Consigne
Pour chaque affirmation, dites si elle concorde avec l'extrait de page en répondant par oui ou non, puis citez textuellement les mots de l'extrait qui tranchent : 1. À la CSC, la cotisation d'un chômeur est moins élevée que celle d'un salarié. 2. La caisse publique d'indemnisation du chômage a bonne réputation. 3. Les entreprises versent la prime syndicale directement à chaque adhérent.

Extrait de page
Tout d'abord, c'est paradoxalement lorsque l'on est chômeur qu'il est particulièrement recommandé de se syndiquer. En effet, depuis l'« accord de solidarité sociale » signé dans l'après-guerre, les confédérations peuvent gérer et verser des allocations chômage à leurs affiliés. Il existe, certes, une caisse publique pour toucher les indemnités de chômage, mais elle a très mauvaise réputation. Tandis que les syndicats ont su développer toute une gamme de services pour séduire leurs « clients ». Ainsi, la Confédération syndicale chrétienne (CSC) met en avant sa capacité à verser des avances sur allocation aux demandeurs d'emploi et la performance de son système informatique de gestion.

Les « chômeurs syndiqués » sont également assurés de trouver un service juridique pour les appuyer en cas de besoin. Une cotisation « chômeur » coûte 9 euros par mois à la CSC, contre 14 euros pour un salarié lambda, tout simplement parce que la part destinée à la négociation et à la formation des cadres syndicaux n'est pas imputée.

« Avec la gestion des allocations chômage, nous détenons un puissant facteur de syndicalisation », admet un responsable de la Fédération générale des travailleurs belges (socialiste et francophone). De son côté, la CSC revendique la gestion de la moitié des 600 000 chômeurs belges. « C'est un peu paradoxal, il est vrai, de lutter pour le plein-emploi et de mettre en place les systèmes les plus performants possibles pour la gestion des allocations chômage », reconnaît Roland de Wulf, conseiller du secrétaire général de l'organisation chrétienne.

La gestion de ces allocations, qui proviennent de fonds publics, fait l'objet d'une stricte surveillance, assurent les syndicalistes. Il n'en va pas de même de la « prime syndicale », autre élément de séduction dont disposent les organisations. Le montant de cette prime, destinée uniquement aux adhérents, est décidé au niveau des branches ou dans les négociations menées au sein des entreprises. Celles-ci versent elles-mêmes les primes aux syndicats (en fonction du nombre de leurs affiliés), à charge pour ces derniers de les reverser à leurs membres (chez Dexia, par exemple, la prime atteint 50 euros pour deux ans). Un petit plus pour les salariés qui prennent leur carte syndicale. Résultat : avec 56 % de syndiqués, la Belgique affiche un des meilleurs scores européens.

Données fournies

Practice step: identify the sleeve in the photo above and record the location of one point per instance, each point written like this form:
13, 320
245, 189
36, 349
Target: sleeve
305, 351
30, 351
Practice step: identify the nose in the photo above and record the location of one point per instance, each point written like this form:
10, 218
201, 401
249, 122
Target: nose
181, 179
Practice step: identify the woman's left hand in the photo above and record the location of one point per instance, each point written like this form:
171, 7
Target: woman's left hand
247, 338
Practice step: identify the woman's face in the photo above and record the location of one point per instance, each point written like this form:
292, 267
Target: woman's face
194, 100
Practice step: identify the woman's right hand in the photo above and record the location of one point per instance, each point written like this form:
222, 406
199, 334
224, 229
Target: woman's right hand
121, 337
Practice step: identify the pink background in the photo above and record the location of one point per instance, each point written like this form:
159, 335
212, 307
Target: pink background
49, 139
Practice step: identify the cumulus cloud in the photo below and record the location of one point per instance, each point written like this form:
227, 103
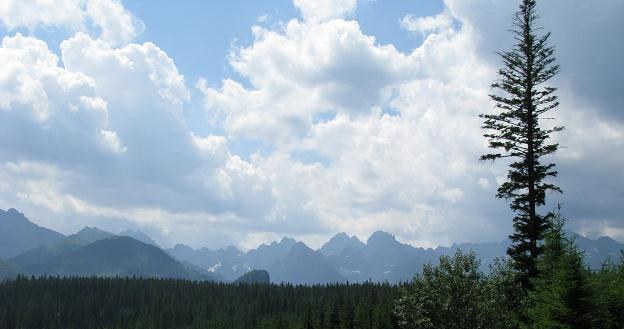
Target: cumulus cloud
301, 72
47, 112
316, 11
429, 24
104, 135
116, 25
383, 171
355, 136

Réponse
1. Oui : « coûte 9 euros par mois à la CSC, contre 14 euros pour un salarié lambda »
2. Non : « mais elle a très mauvaise réputation »
3. Non : « Celles-ci versent elles-mêmes les primes aux syndicats (en fonction du nombre de leurs affiliés), à charge pour ces derniers de les reverser à leurs membres »